Position identification records
:::::

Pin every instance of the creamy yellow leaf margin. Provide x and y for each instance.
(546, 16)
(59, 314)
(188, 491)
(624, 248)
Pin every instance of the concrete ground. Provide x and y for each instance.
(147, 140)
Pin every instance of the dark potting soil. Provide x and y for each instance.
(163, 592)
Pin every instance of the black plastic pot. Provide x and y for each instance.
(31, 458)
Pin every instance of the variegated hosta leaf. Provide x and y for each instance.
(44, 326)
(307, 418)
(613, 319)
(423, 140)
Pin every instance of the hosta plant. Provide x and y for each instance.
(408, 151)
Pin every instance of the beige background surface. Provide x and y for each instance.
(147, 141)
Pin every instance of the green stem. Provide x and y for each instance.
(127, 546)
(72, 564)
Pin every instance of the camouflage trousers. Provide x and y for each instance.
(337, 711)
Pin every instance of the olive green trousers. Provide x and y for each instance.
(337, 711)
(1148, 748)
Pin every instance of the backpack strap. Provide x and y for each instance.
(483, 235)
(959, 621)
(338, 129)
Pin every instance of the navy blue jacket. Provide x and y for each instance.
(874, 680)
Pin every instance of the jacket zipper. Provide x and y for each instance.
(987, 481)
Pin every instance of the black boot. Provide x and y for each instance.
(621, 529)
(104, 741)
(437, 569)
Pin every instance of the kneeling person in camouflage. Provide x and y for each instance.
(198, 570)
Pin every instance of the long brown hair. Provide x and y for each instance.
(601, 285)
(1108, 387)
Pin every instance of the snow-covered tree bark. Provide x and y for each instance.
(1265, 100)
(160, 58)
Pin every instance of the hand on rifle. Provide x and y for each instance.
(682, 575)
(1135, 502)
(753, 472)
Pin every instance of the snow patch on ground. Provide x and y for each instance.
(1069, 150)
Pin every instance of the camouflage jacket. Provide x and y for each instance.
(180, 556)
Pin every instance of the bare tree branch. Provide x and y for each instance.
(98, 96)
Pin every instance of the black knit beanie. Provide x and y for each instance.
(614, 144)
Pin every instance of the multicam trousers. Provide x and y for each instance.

:::::

**EXERCISE OBJECTIVE**
Copy out all of the entries above word for word, keeping every line as it appears.

**FINAL ANSWER**
Pin every instance of the creamy yellow leaf margin. Provide x and y for each instance.
(546, 16)
(59, 314)
(188, 491)
(624, 248)
Pin every instance of the concrete ground. Provide x and y for each instance.
(147, 140)
Pin every instance of the dark potting soil. Provide x and y for each instance.
(163, 592)
Pin every instance of the black plastic pot. Provide x and y for each instance.
(31, 458)
Pin every instance of the variegated hosta leaf. Provide x and y for each instance.
(44, 326)
(307, 418)
(613, 319)
(423, 140)
Pin every instance of the hosta plant. Provide x and y for each instance.
(408, 151)
Pin every instance of the beige background surface. Provide x and y for each instance.
(147, 141)
Pin every instance of the green stem. Provide x and y for each instance.
(127, 546)
(72, 564)
Pin every instance of the camouflage trousers. Provide x and y for each instance.
(337, 711)
Pin every instance of the olive green trousers. Provide x and y for each instance.
(337, 711)
(1148, 748)
Pin every instance of the backpack strap. Provide x and y for each instance.
(483, 235)
(959, 621)
(338, 129)
Pin every instance of the navy blue jacket. Provide x and y for each instance.
(874, 680)
Pin every instance of the jacket zipper. Provide x and y for each instance.
(987, 481)
Pin every instance of the black boot. Provide x and y for each instance.
(621, 529)
(104, 741)
(437, 569)
Pin every instance of the kneeling person in camouflage. Provide x and y for each instance.
(198, 570)
Pin every instance of the long brown hair. Provide x and y for each instance.
(601, 285)
(1108, 387)
Pin every instance of the snow-covered tree bark. Provide x and y for each instance.
(1265, 100)
(160, 58)
Pin every instance of the hand on rifle. Provide x and y for each instance.
(682, 575)
(1135, 502)
(753, 472)
Pin every instance of the snow patch on ground. Provide x and y for each instance.
(1069, 150)
Pin every instance of the camouflage jacket. Provide x and y for each instance.
(180, 556)
Pin every instance of the bare tree branch. Provide x and y for each instance.
(98, 96)
Pin every instance of the black knit beanie. Provide x and y for each instance.
(614, 144)
Pin every instance of the multicam trousers. Provide x and y for each instance.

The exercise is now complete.